------ Kutipan Teks ------

Pemikiran dan Pengaruh Syekh Abdul Samad al-Falimbani dalam Masyarakat Melayu Islam

Palembang dijuluki sebagai kota ilmu Islam. Karena Islam berkembang pesat di kota ini sejak abad ke-7 hingga abad ke-14 Masehi.
Bahkan, di kota ini lahir sebuah kerajaan yang bernafaskan Islam, Kesultanan Palembang Darussalam sekaligus tempat lahir seorang ulama besar dan terkenal bernama, Syekh Abdul Samad al-Falimbani.
Syekh Abdul Samad adalah ulama yang dedikasinya dalam pengembangan ilmu keislaman Melayu tidak bisa dipandang sebelah mata, lebih-lebih dilupakan.
Palembang Masa Sriwijaya
Sriwijaya tercatat dalam sejarah sebagai sebuah kerajaan Budha terbesar di Nusantara. Kerajaan Sriwijaya muncul di pentas sejarah dunia sekitar abad VII. Kerajaan ini memiliki kekuasaan yang luas meliputi Jawa, Sumatera, dan Melayu. Catatan musafir China bernama I Tsing mengaku bahwa ia pernah singgah di kerajaan Sriwijaya. Tujuannya adalah untuk mendalami bahasa Sanskerta dan agama Buddha.
I Tsing menggambarkan tentang kemegahan Sriwijaya dalam bidang pendidikan. Terdapat sebuah perguruan tinggi terkenal dan memiliki reputasi dunia Budhisme. Perguruan tinggi tersebut bernama Universitas Nalanda. Hampir setiap waktu, menurut sejarah, perguruan ini dikunjungi oleh para mahasiswa dan cendekia dari Asia. Selain reputasinya dalam dunia pendidikan. Kerajaan Sriwijaya juga merupakan wilayah yang strategis sebagai jalur perdagangan.
Sriwijaya muncul di lintas Selat Malaka yang strategis, wilayah ini telah disinggahi oleh para pedagang yang melewati Selat Malaka. Seorang penulis kronik Cina, Chou Ch’u-Fei dalam Ling-wai-tai-ta yang ditulis tahun 1178 menerangkan, “Sriwijaya terlektak di Nan-Hai (Lautan Selatan). Ia merupakan pusat perdagangan penting diantara beberapa negeri asing. Sebelah timur terdapat negeri-negeri Jawa, di sebelah barat terdapat Tashih (Arabia), Ku-Lin (pulau-pulau Selatan). Tidak ada negeri mana pun yang dapat sampai ke Cina tanpa melewati wilayah Sriwijaya”.

------ Data Tersimpan ------

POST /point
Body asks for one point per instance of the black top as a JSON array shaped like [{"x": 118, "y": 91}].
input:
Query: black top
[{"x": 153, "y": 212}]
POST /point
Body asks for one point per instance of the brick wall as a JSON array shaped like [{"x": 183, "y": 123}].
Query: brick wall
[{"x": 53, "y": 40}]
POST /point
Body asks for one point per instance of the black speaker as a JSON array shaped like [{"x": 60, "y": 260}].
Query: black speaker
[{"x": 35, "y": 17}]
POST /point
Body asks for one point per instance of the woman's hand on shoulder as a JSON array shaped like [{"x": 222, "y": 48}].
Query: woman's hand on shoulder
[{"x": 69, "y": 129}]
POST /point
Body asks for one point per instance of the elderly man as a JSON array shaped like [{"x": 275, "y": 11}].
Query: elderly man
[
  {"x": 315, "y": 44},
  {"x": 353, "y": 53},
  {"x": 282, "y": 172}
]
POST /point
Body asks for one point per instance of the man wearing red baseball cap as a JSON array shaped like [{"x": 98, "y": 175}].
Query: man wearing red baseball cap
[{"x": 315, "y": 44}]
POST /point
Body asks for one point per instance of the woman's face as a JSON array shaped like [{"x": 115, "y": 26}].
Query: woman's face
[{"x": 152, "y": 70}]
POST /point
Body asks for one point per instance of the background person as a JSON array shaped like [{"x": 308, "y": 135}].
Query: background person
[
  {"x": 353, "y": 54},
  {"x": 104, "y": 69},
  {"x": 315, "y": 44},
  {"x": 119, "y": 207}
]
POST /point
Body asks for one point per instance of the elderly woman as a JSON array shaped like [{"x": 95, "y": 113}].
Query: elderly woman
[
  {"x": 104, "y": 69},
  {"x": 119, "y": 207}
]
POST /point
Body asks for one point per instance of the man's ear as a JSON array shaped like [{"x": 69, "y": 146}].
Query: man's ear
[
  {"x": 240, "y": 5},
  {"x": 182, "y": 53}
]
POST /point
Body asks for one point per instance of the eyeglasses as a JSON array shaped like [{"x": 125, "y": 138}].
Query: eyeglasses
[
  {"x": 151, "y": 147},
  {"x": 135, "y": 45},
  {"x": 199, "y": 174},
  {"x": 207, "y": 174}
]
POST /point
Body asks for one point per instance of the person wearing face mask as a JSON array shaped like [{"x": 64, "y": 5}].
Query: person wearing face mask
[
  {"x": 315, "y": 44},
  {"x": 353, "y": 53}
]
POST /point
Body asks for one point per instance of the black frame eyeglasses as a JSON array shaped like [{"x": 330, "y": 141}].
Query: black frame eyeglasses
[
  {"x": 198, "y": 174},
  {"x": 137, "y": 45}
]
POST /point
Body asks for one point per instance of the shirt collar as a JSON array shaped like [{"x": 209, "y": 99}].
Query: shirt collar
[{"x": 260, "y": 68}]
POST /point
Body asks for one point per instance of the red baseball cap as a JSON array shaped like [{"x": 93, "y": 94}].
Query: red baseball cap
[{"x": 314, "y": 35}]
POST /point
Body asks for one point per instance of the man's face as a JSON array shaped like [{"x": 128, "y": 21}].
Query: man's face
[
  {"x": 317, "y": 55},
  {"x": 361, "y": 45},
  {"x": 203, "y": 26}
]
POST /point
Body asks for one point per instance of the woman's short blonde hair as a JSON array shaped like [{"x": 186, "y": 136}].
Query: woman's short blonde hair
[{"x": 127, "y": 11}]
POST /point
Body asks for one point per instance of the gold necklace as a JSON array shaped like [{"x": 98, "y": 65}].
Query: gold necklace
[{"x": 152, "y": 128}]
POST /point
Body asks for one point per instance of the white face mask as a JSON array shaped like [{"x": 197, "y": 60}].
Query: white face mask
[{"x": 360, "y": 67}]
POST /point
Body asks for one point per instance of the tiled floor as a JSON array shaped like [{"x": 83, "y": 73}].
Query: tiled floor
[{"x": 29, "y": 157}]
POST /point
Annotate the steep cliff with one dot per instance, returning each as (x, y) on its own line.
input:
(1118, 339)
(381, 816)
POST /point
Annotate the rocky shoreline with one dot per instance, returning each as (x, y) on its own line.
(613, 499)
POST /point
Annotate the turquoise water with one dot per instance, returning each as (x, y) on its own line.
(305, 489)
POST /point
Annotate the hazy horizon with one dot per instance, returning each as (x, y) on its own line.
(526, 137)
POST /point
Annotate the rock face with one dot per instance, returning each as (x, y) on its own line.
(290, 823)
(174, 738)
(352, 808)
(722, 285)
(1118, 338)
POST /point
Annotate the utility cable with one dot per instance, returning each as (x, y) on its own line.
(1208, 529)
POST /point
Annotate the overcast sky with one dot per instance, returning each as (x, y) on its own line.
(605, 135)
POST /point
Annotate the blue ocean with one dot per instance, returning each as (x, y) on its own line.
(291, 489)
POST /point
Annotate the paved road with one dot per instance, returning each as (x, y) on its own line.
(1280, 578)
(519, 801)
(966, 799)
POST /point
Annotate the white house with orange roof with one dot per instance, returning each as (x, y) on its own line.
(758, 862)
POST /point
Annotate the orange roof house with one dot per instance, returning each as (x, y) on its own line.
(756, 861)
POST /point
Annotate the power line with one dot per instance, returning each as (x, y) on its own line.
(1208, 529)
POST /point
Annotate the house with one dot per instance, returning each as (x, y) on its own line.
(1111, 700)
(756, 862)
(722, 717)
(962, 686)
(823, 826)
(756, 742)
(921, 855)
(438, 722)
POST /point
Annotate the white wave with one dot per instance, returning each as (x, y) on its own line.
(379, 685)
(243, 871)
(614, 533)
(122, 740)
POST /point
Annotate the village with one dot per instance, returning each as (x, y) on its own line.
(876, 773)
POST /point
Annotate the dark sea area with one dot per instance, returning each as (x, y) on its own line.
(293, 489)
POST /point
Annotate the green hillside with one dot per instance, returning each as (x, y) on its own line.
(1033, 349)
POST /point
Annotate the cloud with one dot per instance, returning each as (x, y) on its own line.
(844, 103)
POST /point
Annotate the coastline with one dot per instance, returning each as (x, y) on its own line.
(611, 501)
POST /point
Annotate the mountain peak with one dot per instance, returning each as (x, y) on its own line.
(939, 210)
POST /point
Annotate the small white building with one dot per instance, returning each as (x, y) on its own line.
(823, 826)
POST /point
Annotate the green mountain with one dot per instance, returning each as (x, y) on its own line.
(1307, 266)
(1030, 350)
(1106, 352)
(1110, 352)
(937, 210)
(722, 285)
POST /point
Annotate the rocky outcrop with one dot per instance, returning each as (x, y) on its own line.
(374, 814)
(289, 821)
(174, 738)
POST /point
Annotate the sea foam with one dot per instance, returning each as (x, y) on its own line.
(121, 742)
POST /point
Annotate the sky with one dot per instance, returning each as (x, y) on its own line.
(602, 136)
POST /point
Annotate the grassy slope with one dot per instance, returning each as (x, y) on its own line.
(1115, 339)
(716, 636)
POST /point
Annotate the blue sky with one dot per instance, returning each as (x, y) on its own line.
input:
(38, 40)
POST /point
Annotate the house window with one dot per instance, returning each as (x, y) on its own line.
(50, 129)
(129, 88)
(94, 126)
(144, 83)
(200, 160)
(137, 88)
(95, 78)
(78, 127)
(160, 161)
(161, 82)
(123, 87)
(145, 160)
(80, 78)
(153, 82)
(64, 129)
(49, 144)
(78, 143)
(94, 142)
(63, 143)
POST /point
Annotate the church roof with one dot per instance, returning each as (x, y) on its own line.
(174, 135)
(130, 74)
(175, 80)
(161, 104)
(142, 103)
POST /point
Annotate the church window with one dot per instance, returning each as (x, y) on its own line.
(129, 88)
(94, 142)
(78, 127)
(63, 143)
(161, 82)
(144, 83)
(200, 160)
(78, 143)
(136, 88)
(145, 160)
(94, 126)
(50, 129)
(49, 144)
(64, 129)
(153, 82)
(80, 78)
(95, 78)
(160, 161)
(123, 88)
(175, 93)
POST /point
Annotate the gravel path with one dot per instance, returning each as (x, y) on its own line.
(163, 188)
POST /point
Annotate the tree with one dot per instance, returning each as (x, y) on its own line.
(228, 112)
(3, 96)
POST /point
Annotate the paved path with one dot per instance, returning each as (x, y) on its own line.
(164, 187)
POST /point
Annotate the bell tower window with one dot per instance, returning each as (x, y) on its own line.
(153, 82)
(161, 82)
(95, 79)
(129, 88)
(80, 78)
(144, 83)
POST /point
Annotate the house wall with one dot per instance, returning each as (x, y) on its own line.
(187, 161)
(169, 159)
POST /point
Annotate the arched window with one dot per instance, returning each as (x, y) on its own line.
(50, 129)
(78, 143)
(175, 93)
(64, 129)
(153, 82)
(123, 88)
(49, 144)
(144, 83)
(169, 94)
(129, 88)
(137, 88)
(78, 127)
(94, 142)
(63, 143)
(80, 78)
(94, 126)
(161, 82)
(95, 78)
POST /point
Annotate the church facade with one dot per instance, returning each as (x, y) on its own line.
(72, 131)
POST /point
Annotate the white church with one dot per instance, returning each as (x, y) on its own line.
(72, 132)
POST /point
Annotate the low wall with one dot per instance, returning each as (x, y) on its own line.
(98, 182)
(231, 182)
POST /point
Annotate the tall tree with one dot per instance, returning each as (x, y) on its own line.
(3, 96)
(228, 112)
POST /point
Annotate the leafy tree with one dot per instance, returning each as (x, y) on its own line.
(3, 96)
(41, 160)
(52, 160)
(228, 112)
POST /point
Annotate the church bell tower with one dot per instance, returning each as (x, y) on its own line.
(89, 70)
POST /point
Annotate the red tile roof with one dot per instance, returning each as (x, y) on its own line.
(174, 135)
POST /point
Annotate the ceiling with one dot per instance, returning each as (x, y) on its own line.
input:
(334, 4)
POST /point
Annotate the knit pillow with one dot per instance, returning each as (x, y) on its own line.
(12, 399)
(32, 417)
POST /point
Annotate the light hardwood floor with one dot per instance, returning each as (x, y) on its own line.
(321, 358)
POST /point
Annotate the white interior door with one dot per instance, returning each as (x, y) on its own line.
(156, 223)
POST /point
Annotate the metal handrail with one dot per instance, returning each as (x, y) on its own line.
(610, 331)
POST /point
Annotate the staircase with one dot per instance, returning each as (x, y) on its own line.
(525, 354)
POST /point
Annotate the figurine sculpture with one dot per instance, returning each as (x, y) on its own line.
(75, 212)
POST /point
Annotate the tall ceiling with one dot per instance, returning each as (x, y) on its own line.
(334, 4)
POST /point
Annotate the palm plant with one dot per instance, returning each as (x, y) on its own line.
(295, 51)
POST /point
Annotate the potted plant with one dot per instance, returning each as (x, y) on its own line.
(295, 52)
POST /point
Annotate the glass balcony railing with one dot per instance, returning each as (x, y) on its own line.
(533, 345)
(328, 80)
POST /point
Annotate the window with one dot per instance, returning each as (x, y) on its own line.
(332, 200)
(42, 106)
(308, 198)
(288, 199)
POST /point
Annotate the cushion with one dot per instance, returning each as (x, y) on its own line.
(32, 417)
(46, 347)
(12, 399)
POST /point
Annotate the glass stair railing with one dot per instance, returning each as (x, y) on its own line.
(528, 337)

------

§ **Soal Latihan**
Alihkan kalimat "Kerajaan Sriwijaya muncul di pentas sejarah dunia sekitar abad VII." dari kutipan teks ke dalam bahasa Inggris.

§ **Jawaban Soal**
The Sriwijaya Kingdom appeared on the stage of world history around the seventh century.